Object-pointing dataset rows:

— BEGIN —

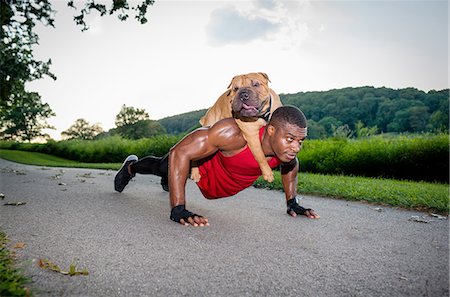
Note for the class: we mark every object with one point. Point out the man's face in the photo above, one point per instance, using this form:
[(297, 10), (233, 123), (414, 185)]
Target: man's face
[(287, 141)]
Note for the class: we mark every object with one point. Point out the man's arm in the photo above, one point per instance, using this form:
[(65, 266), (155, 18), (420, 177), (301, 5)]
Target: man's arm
[(289, 179), (201, 143)]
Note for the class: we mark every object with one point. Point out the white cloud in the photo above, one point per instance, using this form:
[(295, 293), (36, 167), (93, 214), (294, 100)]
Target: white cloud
[(286, 23), (228, 25)]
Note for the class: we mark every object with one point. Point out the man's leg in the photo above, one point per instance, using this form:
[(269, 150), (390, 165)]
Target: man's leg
[(153, 165)]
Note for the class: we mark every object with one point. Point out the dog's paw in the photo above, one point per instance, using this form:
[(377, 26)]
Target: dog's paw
[(268, 175), (195, 174)]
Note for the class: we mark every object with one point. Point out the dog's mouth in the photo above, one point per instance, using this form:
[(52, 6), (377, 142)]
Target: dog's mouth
[(248, 104)]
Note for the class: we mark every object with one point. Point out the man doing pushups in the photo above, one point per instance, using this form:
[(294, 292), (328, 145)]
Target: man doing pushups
[(225, 162)]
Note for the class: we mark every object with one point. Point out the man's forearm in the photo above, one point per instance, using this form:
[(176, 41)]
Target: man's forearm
[(289, 179), (178, 172)]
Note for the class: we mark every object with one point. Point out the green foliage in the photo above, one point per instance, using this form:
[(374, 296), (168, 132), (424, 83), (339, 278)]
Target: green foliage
[(107, 150), (389, 110), (141, 129), (25, 119), (81, 129), (22, 113), (418, 195), (407, 194), (415, 157), (12, 282), (120, 6), (129, 115), (182, 123)]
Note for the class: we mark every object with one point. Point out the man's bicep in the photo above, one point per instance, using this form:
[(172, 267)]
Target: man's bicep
[(196, 145)]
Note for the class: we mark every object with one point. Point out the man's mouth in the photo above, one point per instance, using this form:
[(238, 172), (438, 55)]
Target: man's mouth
[(291, 156)]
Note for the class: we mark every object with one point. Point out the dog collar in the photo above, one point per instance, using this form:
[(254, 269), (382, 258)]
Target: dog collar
[(266, 114)]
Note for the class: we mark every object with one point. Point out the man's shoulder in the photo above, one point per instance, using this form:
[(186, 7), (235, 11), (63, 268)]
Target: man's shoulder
[(226, 134), (228, 124)]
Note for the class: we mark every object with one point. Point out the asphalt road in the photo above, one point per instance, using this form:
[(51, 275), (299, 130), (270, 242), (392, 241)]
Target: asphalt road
[(252, 248)]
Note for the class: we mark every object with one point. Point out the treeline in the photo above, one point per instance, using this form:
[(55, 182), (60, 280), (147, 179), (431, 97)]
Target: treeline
[(182, 123), (385, 109), (353, 111), (412, 157)]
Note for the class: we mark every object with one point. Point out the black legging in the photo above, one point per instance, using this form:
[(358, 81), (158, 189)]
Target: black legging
[(153, 165)]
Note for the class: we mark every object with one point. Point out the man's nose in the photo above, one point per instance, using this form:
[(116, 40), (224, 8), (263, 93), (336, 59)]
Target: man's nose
[(296, 146)]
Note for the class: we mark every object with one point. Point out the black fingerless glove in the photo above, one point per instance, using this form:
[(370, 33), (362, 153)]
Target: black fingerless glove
[(292, 205), (180, 212)]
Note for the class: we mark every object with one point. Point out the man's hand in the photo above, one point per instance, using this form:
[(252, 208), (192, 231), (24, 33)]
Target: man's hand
[(294, 209), (183, 216)]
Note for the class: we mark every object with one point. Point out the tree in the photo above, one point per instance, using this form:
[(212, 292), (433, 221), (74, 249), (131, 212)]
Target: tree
[(130, 115), (26, 119), (81, 129), (17, 63), (141, 129), (362, 131), (134, 123)]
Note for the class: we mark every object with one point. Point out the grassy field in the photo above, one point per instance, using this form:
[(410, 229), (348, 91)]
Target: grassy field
[(12, 282), (432, 197)]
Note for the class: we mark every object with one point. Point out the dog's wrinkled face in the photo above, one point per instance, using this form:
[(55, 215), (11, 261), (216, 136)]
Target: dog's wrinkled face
[(250, 95)]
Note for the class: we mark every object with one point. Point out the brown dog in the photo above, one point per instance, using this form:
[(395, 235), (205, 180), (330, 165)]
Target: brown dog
[(251, 102)]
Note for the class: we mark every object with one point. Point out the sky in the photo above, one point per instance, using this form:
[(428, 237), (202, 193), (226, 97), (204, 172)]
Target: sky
[(185, 56)]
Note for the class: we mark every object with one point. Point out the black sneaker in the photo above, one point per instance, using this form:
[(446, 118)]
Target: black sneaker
[(123, 177)]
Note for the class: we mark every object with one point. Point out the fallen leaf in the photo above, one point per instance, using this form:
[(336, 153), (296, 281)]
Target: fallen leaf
[(86, 175), (439, 217), (19, 245), (47, 264), (15, 203), (418, 219)]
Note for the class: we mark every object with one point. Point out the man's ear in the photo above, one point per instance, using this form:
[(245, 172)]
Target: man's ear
[(270, 130)]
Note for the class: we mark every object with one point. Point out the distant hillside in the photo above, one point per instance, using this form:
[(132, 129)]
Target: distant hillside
[(182, 123), (390, 110)]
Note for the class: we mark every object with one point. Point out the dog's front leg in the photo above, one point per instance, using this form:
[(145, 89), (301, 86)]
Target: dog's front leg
[(250, 131)]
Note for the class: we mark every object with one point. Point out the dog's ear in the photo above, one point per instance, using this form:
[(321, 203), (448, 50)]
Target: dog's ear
[(231, 82), (265, 76), (229, 86)]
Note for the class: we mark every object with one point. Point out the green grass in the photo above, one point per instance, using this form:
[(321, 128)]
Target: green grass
[(12, 282), (406, 194), (423, 196), (40, 159)]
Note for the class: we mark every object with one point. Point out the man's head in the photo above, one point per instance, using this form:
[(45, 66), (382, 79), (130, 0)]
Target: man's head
[(287, 130)]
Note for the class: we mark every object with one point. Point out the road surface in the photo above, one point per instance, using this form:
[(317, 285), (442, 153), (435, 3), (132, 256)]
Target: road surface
[(252, 248)]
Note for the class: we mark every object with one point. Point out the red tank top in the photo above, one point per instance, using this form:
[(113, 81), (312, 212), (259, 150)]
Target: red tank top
[(224, 176)]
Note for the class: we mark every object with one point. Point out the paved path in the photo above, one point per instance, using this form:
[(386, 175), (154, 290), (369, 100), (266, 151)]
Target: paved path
[(252, 248)]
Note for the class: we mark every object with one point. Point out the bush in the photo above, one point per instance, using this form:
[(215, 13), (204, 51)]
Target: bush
[(414, 157)]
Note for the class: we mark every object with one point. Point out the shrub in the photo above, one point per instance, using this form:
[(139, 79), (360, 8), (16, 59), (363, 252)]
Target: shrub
[(414, 157)]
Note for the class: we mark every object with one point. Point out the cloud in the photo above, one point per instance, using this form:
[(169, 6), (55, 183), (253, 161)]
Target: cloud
[(286, 23), (228, 25)]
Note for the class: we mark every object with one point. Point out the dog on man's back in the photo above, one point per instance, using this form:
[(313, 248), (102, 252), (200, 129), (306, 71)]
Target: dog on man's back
[(251, 102)]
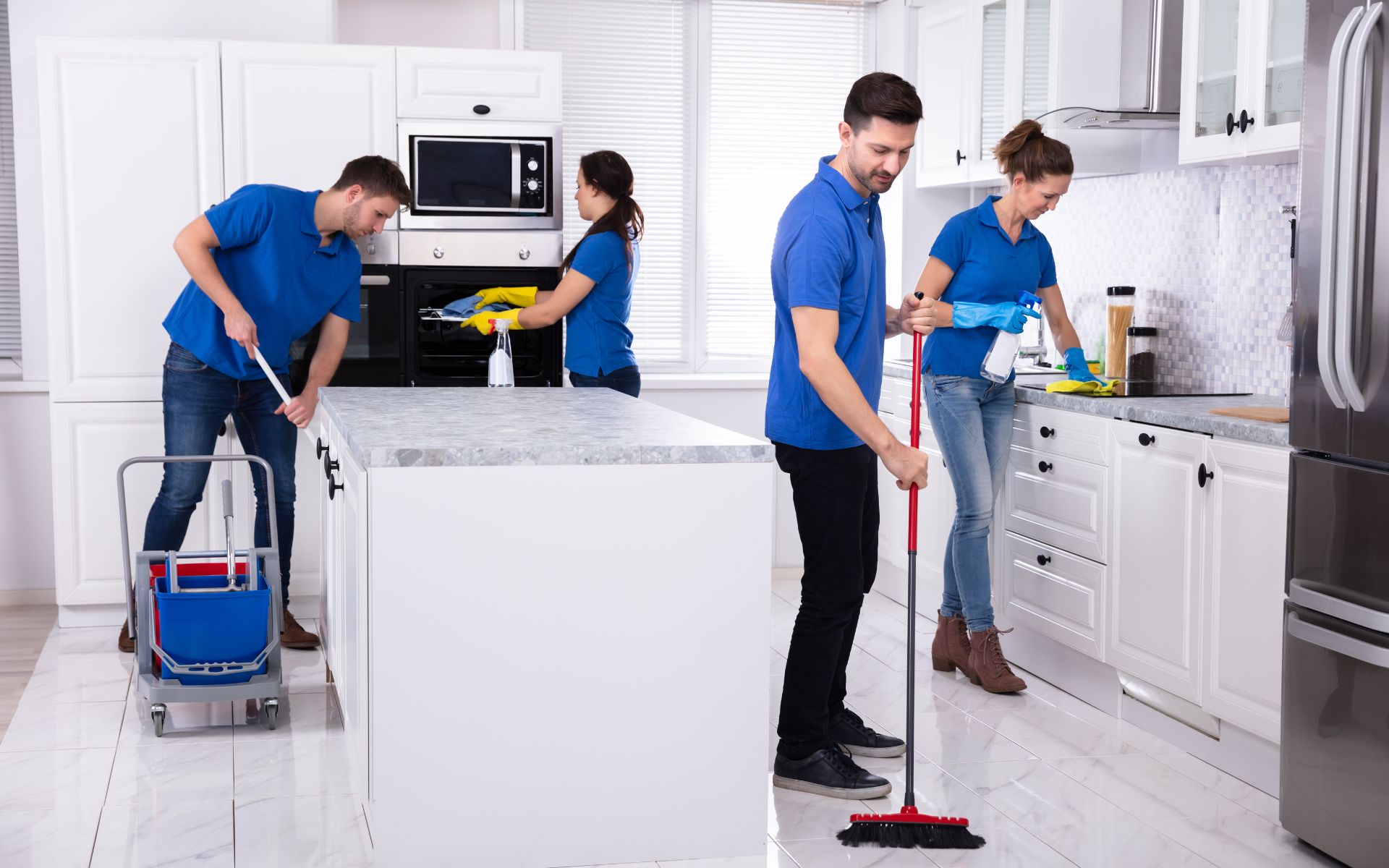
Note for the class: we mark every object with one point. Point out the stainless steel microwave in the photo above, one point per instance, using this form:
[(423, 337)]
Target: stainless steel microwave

— END —

**Short problem**
Switch each "Note for the class" in the data above to "Reminder for the group", leaving every other part unchanged, and omit the pictures from your copy.

**Solution**
Reminder for the group: we mark every object with one point. Point out the man's face in the photo above, one point per instance, using this form:
[(297, 10), (233, 123), (414, 185)]
Target: man's face
[(287, 141)]
Reminder for the group: we mark every object with one point. Point out the man's arm in the photo above, one point per instance, using this form:
[(65, 266), (155, 18), (420, 177), (301, 5)]
Target: man's arm
[(289, 179), (201, 143)]
Reminder for the group: we mark every object with one point. Point out the white cloud in the photo above, one point per instance, using this form:
[(295, 293), (36, 167), (93, 214), (294, 100)]
Target: white cloud
[(286, 23), (228, 25)]
Reminder for the group: we mark every object with one point. Point out the man's leg in the photo above, one point per instance, using this form:
[(269, 150), (390, 165)]
Target: man's leg
[(153, 165)]
Reminder for the group: we mark every object with one point. Point out the dog's paw in the photo above, one point per instance, using this form:
[(377, 26)]
Target: dog's paw
[(268, 175), (195, 174)]
Reminder for the group: we mark every object with one point. Point out the dog's mouth in the photo above, one point per instance, using this form:
[(52, 6), (377, 142)]
Target: dog's mouth
[(248, 104)]
Reminder for the group: we mark every object with one point. Point out the man doing pushups in the photo above, one point per instance, using this form:
[(294, 292), (328, 145)]
Target: man doing pushups
[(225, 162)]
Reminder for the group: we mark every object with one point. Point out the man's forearm in the photo above, one point per instance, using this form:
[(176, 41)]
Target: man's forearm
[(289, 179), (178, 172)]
Reminder for the group: we mark every object with one point. Point out the green foliage in the photo above, one point per instance, using this form:
[(374, 296), (168, 132), (424, 83), (339, 278)]
Target: green foliage
[(107, 150), (389, 110), (141, 129), (25, 119), (81, 129), (22, 113), (418, 195), (407, 194), (415, 157), (12, 282), (120, 6), (129, 115), (182, 123)]
Reminder for the group: we mark every object with one point. Point out the man's bicep in the photo above, one point per instance, using this form:
[(172, 267)]
Target: man's bicep
[(196, 145)]
Reminder for the group: we mark every object with one point. Point out the man's mouth in the photo above, one point per instance, using this form:
[(238, 172), (438, 55)]
Target: man's mouth
[(291, 156)]
Reminder for the group: we mark every object with one point. Point out the dog collar in the photo above, one point per instance, using this form:
[(254, 269), (382, 258)]
Target: dog collar
[(266, 114)]
Reminder for the group: we mark every object with one point. Point out the man's shoulder in the photo above, one point per instance, using this form:
[(186, 7), (235, 11), (63, 268)]
Target: man's shoulder
[(226, 134), (228, 124)]
Reminder for the group: we mark every object with one point. Point out the asphalt road in the photo above, one point per instance, using this form:
[(51, 275), (299, 130), (270, 242), (392, 241)]
Target: asphalt road
[(252, 248)]
Reminder for the group: we mark every object with one point. Point out the treeline in the photo above, one point per instance, using this form:
[(55, 182), (60, 280), (147, 179), (431, 97)]
Target: treeline
[(182, 123), (385, 109), (353, 111), (412, 157)]
Reminder for the group: we mark every object with one point. Point out the black legging in the photo above, one point per instance, using this form:
[(358, 81), (158, 189)]
Target: black legging
[(153, 165)]
Reminder for the group: we mark every object with one point. Point out the man's nose in the photo above, one point per instance, using this form:
[(116, 40), (224, 8), (263, 93), (336, 59)]
Target: man's nose
[(296, 146)]
Reminder for the group: we mark every object with one point. Point out the black fingerless glove in the photo above, one point per instance, using this form:
[(370, 33), (362, 153)]
Target: black fingerless glove
[(292, 205), (180, 212)]
Reminder for the group: we mark every object with one point. Point out the man's hand in the photo above, one point per instance, using this form:
[(252, 208), (192, 231), (24, 33)]
Target: man's hand
[(294, 209), (183, 216)]
Reminder for the group: we mark every object with one point. Point out the tree in the photo above, one point per instance, using this form:
[(212, 292), (433, 221), (74, 249), (131, 212)]
Target: tree
[(130, 115), (26, 119), (81, 129), (17, 63), (141, 129), (362, 131), (134, 123)]
Reminder for the group: we mark every object with one point. Point out the grassy field in the photo above, one point per instance, using this form:
[(410, 229), (348, 91)]
Target: grassy field
[(12, 282), (432, 197)]
Reminder for the group: we mark every object with one point. Point out the dog's wrinkled face in the photo above, one point per instance, using this form:
[(55, 215), (11, 261), (216, 136)]
Target: dog's wrinkled face
[(250, 95)]
Reminder for the group: we mark every object with one point. Point out the brown dog in the photo above, one point per instance, using this form:
[(395, 235), (205, 180), (330, 165)]
Target: brown dog
[(251, 102)]
Reminder for the group: we mark every object with one point. Point out the sky in the photo above, one point per instance, using this form:
[(428, 237), (202, 193), (226, 97), (204, 172)]
Target: sky
[(185, 56)]
Reminder for the group: we mark every object with one point. Point out the black sneaker in the photo above, one point per instance, using this form:
[(446, 118)]
Target: black sneaker
[(123, 177)]
Reminder for the group: we mark every object with one point. Point out the fallen leaf in the photo above, one point per instance, using this form:
[(336, 153), (296, 281)]
Target: fallen leaf
[(86, 175), (439, 217), (19, 245), (47, 264), (15, 203), (418, 219)]
Reminder for the group: we mark every object with one point. Point out the man's ear in the photo above, one point per instance, using this form:
[(245, 172)]
Target: man's ear
[(270, 130)]
Reminder for the group: we mark every object with one point. Point out the distant hillside in the photo above, one point per instance, using this form:
[(132, 129)]
Target: distant hillside
[(182, 123), (390, 110)]
Reminder for the group: we mark every object with one point. Point out the dog's front leg in the photo above, one point per instance, using this form:
[(145, 89), (301, 86)]
Target: dog's front leg
[(250, 131)]
Reminder for the group: we mark every object with one point. Point out the dog's ear in the photo above, one point per instance, using this form:
[(321, 203), (448, 50)]
Target: dog's ear
[(231, 82), (265, 76), (229, 86)]
Reminder for the group: we mark every object with one point. Point out the green grass in the photo above, one point per instance, using this form:
[(321, 128)]
Target: green grass
[(12, 282), (406, 194), (423, 196), (40, 159)]
Reminder for the group: we mark every object with one point. Point out the man's head in the photo above, one point per instance, using this form:
[(45, 66), (382, 79), (130, 0)]
Target: man's head
[(287, 130)]
Reminder for the group: we mark every object with one point. Point out the road surface in the photo above, one point per instance, using this form:
[(317, 285), (442, 153), (435, 3), (132, 256)]
Target: road surface
[(252, 248)]
Reminder for the group: we mark every object with one point. Point out the red tank top in the photo above, one point per instance, using this form:
[(113, 81), (312, 212), (259, 150)]
Target: red tank top
[(224, 176)]
Reminder for the group: we mark every object with one point. Point out the paved path in the photo above, one point per instance, using this form:
[(386, 175), (154, 290), (369, 100), (266, 151)]
Target: paved path
[(252, 248)]
Reminder for the group: we mark every object with one point. Point out the bush in the photo above, one point per instance, using this form:
[(215, 13), (204, 51)]
Target: bush
[(414, 157)]
Reminder for the group: we mark every object with one point. Point out the shrub in the photo above, one point per instance, using this form:
[(139, 79), (360, 8), (16, 59), (363, 252)]
Target: shrub
[(414, 157)]
Reminder for the group: we mark every object with one point. Point out the cloud in the photo above, one point per instance, using this form:
[(169, 6), (55, 183), (253, 161)]
Target: cloud
[(286, 23), (228, 25)]
Reminder for the group: we mark every object with one point. Point out the dog on man's back in the photo above, one point per instance, using this form:
[(313, 248), (102, 252), (200, 129), (306, 71)]
Target: dog on man's back
[(251, 102)]
Reminder for the group: we mark every object with one point. Point out the stainless steel microwave in the photo above, one point per instance, using this form:
[(423, 337)]
Target: stainless steel microwave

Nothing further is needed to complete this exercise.